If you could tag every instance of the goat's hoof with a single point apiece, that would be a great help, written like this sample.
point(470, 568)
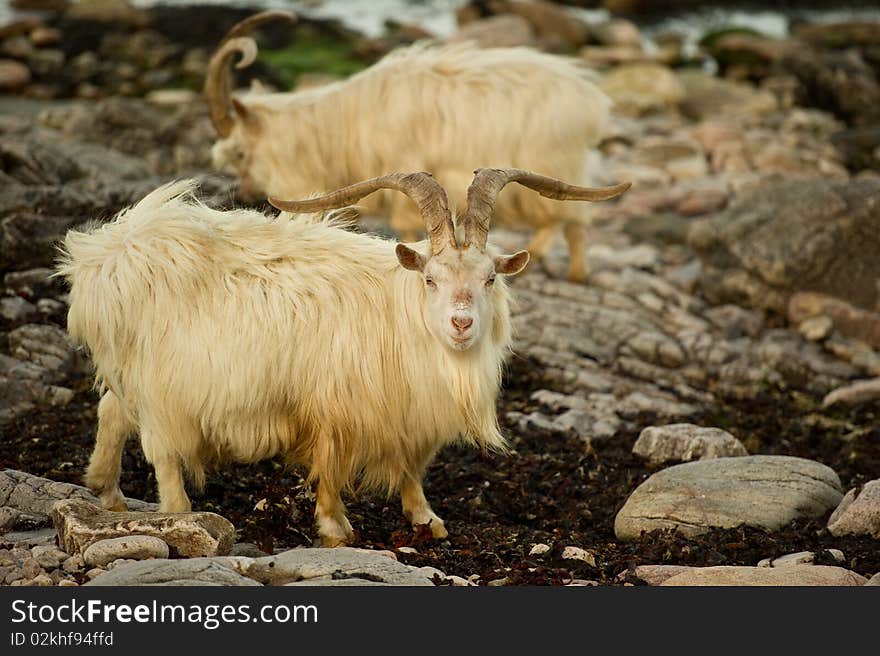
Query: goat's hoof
point(436, 526)
point(112, 500)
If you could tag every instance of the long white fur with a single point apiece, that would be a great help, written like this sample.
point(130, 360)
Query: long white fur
point(236, 336)
point(446, 109)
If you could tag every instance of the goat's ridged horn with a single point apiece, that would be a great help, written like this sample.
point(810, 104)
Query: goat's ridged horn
point(488, 183)
point(421, 187)
point(217, 82)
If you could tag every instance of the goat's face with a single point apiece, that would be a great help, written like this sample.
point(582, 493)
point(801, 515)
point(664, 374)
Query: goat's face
point(459, 284)
point(236, 154)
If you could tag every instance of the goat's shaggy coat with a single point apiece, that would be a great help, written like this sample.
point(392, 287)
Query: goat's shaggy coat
point(235, 336)
point(445, 109)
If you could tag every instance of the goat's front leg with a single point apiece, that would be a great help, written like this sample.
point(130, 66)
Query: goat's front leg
point(576, 236)
point(417, 509)
point(333, 526)
point(169, 477)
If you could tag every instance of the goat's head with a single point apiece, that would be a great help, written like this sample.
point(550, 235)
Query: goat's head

WHAT YOU SHOULD DO: Your answer must be one number: how many lines of the entries hold the string "head".

EXERCISE OUTPUT: 2